▶ _RETO_
Copia de nuevo las filas siguientes y cambia "simplified polygon" por "simple polygon" en todas ellas. El resto debe quedar sin modificar.

▶ _FILAS PROPORCIONADAS_

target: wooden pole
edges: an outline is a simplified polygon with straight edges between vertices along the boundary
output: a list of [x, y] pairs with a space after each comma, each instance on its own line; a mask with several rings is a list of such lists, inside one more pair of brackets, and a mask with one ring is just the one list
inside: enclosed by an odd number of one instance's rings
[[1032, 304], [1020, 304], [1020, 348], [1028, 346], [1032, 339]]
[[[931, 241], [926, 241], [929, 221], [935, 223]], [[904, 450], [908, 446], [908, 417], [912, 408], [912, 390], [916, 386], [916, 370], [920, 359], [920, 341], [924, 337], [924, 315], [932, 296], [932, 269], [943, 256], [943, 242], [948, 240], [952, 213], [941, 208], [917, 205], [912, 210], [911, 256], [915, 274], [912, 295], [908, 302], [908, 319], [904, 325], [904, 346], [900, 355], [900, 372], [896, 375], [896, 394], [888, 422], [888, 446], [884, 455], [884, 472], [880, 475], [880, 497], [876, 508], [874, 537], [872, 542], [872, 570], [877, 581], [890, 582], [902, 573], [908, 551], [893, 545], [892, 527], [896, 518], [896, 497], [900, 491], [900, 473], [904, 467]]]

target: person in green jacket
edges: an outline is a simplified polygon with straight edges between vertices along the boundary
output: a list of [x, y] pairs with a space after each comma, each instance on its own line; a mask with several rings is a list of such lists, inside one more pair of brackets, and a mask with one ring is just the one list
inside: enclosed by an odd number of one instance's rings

▶ _SOLUCIÓN_
target: wooden pole
edges: an outline is a simple polygon with straight edges between vertices along the boundary
output: a list of [x, y] pairs with a space after each comma, each instance on its own line; a mask with several rings is a list of such lists, inside one more pair of brackets, and a mask with one ring is just the one list
inside: enclosed by an odd number of one instance's rings
[[1032, 304], [1020, 304], [1020, 348], [1028, 346], [1032, 339]]
[[[931, 241], [926, 241], [929, 221], [935, 223]], [[904, 450], [908, 446], [908, 417], [912, 408], [912, 390], [916, 386], [916, 370], [920, 359], [920, 341], [924, 337], [924, 315], [932, 296], [932, 269], [943, 256], [943, 242], [948, 240], [952, 213], [941, 208], [917, 205], [912, 210], [911, 256], [915, 274], [912, 295], [908, 302], [908, 319], [904, 325], [904, 346], [900, 355], [900, 372], [896, 375], [896, 394], [888, 422], [888, 446], [884, 455], [884, 472], [880, 475], [880, 497], [876, 508], [874, 537], [872, 542], [872, 570], [877, 581], [890, 582], [902, 573], [908, 551], [893, 545], [892, 527], [896, 518], [896, 497], [900, 491], [900, 473], [904, 467]]]

target: person in green jacket
edges: an outline is a simple polygon with straight edges between vertices along the boundary
output: a list of [x, y] pairs with a space after each comma, each instance on its own line; a mask with several rings is a list of such lists, inside one more pair of brackets, and a mask with one ring is just the one list
inside: enclosed by an odd number of one instance's rings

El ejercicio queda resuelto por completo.